Individualmente, cada ligação de hidrogênio é fraca e de curtíssima duração. Todavia, como as moléculas de água estabelecem um grande número desse tipo de interação, o resultado é a existência de uma coesão razoável entre elas. Coesão é a tendência de as moléculas de água manterem-se unidas. Sendo assim, a coesão resulta do estabelecimento de ligações de hidrogênio entre essas moléculas.

A coesão entre as moléculas é uma propriedade fundamental, pois, sem ela, a água evaporaria quase instantaneamente, impossibilitando a existência dessa substância na fase líquida e, provavelmente, impedindo o surgimento da vida. Além disso, a coesão tem papel importante em processos vitais como, por exemplo, a ascensão da seiva bruta, desde as raízes até as partes superiores do corpo das plantas.

A coesão está envolvida na tensão superficial da água, observada nas áreas em que esse líquido está em contato com o ar, tais como superfícies de rios, lagos e oceanos. Nessa interface (água líquida/ar), as moléculas se mantêm unidas por ligações de hidrogênio com outras situadas ao seu lado e abaixo delas. Entretanto, essa coesão não é observada entre as moléculas presentes na água líquida e aquelas que encontradas o ar. Sendo assim, a coesão existente entre as moléculas de água da superfície constituem uma verdadeira “película” que exibe resistência à ruptura. Tal força de resistência recebe a denominação de tensão superficial. Certos insetos literalmente caminham sobre a água, pois a reduzida densidade de seus corpos não rompe as ligações de hidrogênio responsáveis pela tensão superficial.

Tensão superficial da água

A água é um solvente muito versátil

A capacidade de dissolver substâncias variadas é outra propriedade da água importante para a manutenção da vida. A água atua como solvente para grande número de substâncias, característica de grande valor para o metabolismo celular, no qual as reações comumente ocorrem em meio aquoso.

——————————

→ Partes do exercício:
1. No trecho sobre a coesão da água, que nome recebe a força de resistência à ruptura da "película" formada na superfície?
2. Devolva, sem nenhuma alteração, a parte do trecho sobre a coesão da água que vai de "A coesão entre" até "corpo das plantas.", incluindo esses dois pontos.

——————————

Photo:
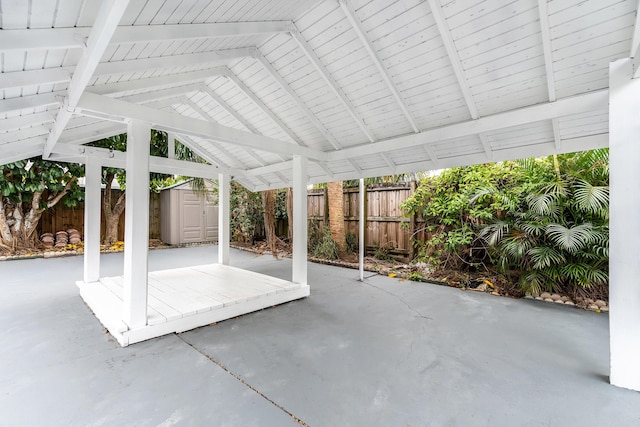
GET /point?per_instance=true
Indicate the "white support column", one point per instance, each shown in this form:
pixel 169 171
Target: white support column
pixel 92 203
pixel 171 142
pixel 624 268
pixel 299 273
pixel 223 218
pixel 136 233
pixel 361 231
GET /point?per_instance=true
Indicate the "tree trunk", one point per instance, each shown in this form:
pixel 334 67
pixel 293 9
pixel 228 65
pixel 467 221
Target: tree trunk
pixel 290 214
pixel 336 215
pixel 112 212
pixel 269 204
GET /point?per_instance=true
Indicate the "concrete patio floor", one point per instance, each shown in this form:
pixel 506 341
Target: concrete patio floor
pixel 378 353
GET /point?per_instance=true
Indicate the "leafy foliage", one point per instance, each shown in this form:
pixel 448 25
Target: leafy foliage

——————————

→ Respostas escritas:
1. Tensão superficial.

2.
A coesão entre as moléculas é uma propriedade fundamental, pois, sem ela, a água evaporaria quase instantaneamente, impossibilitando a existência dessa substância na fase líquida e, provavelmente, impedindo o surgimento da vida. Além disso, a coesão tem papel importante em processos vitais como, por exemplo, a ascensão da seiva bruta, desde as raízes até as partes superiores do corpo das plantas.